TASK INSTRUCTIONS:
From start to end, write out the following data exactly, apart from its images.

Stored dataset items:
[Start of section]

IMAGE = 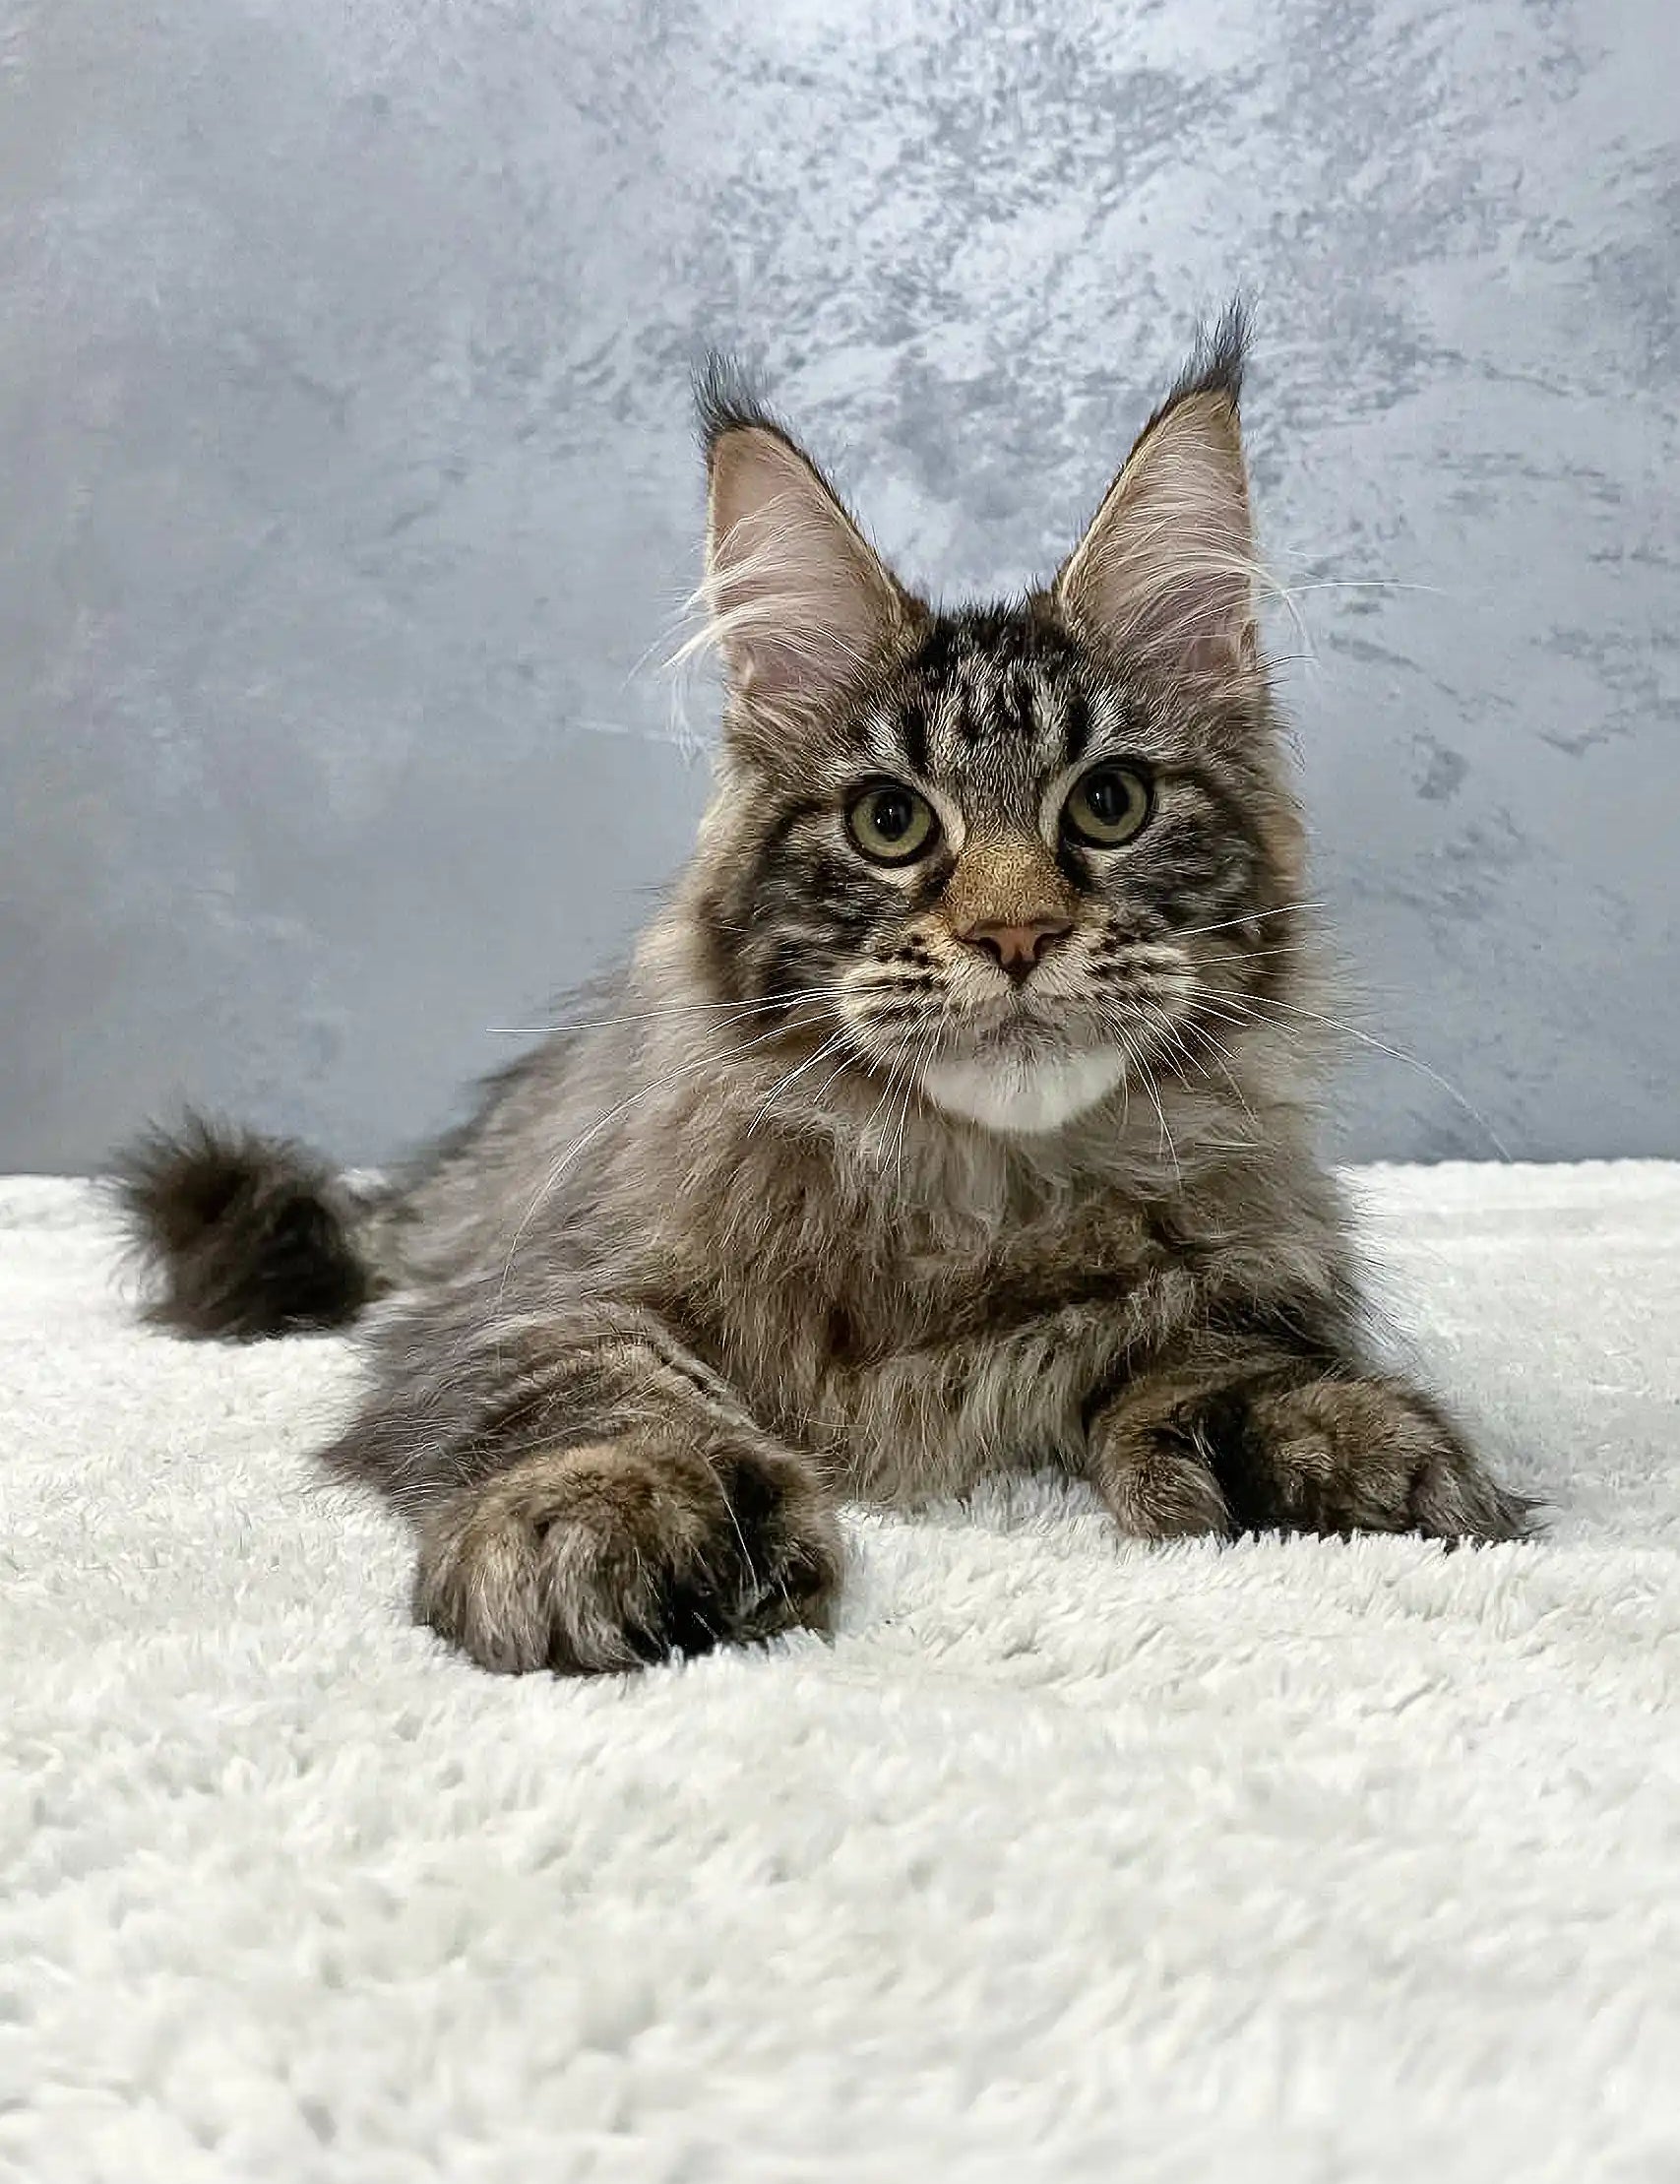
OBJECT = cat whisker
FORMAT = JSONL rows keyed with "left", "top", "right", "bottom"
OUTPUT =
{"left": 857, "top": 1035, "right": 911, "bottom": 1145}
{"left": 1135, "top": 997, "right": 1259, "bottom": 1133}
{"left": 745, "top": 1029, "right": 857, "bottom": 1137}
{"left": 850, "top": 1014, "right": 932, "bottom": 1186}
{"left": 1188, "top": 990, "right": 1512, "bottom": 1159}
{"left": 486, "top": 984, "right": 847, "bottom": 1038}
{"left": 1107, "top": 1020, "right": 1182, "bottom": 1189}
{"left": 889, "top": 1024, "right": 941, "bottom": 1204}
{"left": 808, "top": 1051, "right": 868, "bottom": 1113}
{"left": 1259, "top": 572, "right": 1450, "bottom": 599}
{"left": 1168, "top": 900, "right": 1325, "bottom": 943}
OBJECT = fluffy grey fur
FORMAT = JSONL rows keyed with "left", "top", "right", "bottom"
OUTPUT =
{"left": 119, "top": 311, "right": 1530, "bottom": 1675}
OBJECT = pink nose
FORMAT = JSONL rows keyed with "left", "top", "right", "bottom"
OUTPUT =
{"left": 959, "top": 916, "right": 1073, "bottom": 979}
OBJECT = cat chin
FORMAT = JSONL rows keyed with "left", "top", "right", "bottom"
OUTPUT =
{"left": 919, "top": 1044, "right": 1128, "bottom": 1136}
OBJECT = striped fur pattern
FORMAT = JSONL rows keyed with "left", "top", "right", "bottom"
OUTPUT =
{"left": 119, "top": 311, "right": 1529, "bottom": 1674}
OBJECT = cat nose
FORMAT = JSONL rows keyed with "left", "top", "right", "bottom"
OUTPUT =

[End of section]

WRITTEN ANSWER:
IMAGE = 
OBJECT = cat whisker
FORMAT = JSONL rows keyed with "left", "top", "right", "bottom"
OUTPUT =
{"left": 857, "top": 1035, "right": 911, "bottom": 1145}
{"left": 1135, "top": 997, "right": 1259, "bottom": 1133}
{"left": 745, "top": 1029, "right": 857, "bottom": 1137}
{"left": 850, "top": 1014, "right": 932, "bottom": 1186}
{"left": 1188, "top": 990, "right": 1512, "bottom": 1159}
{"left": 486, "top": 984, "right": 847, "bottom": 1038}
{"left": 1107, "top": 1020, "right": 1182, "bottom": 1189}
{"left": 889, "top": 1024, "right": 941, "bottom": 1204}
{"left": 808, "top": 1051, "right": 868, "bottom": 1113}
{"left": 1259, "top": 572, "right": 1450, "bottom": 599}
{"left": 1168, "top": 900, "right": 1325, "bottom": 943}
OBJECT = fluffy grey fur
FORMAT = JSONL rows keyed with "left", "top", "right", "bottom"
OUTPUT =
{"left": 119, "top": 311, "right": 1530, "bottom": 1675}
OBJECT = pink nose
FORMAT = JSONL rows keyed with "left", "top", "right", "bottom"
OUTPUT =
{"left": 959, "top": 916, "right": 1073, "bottom": 979}
OBJECT = cat chin
FORMAT = JSONL rows keyed with "left", "top", "right", "bottom"
OUTPUT =
{"left": 919, "top": 1044, "right": 1128, "bottom": 1136}
OBJECT = striped fur pattern
FORMAT = JSONL rows keyed with "left", "top", "right", "bottom"
OUTPUT =
{"left": 119, "top": 311, "right": 1529, "bottom": 1674}
OBJECT = cat nose
FORMAT = JSONL rows keyed with "left", "top", "right", "bottom"
OUTPUT =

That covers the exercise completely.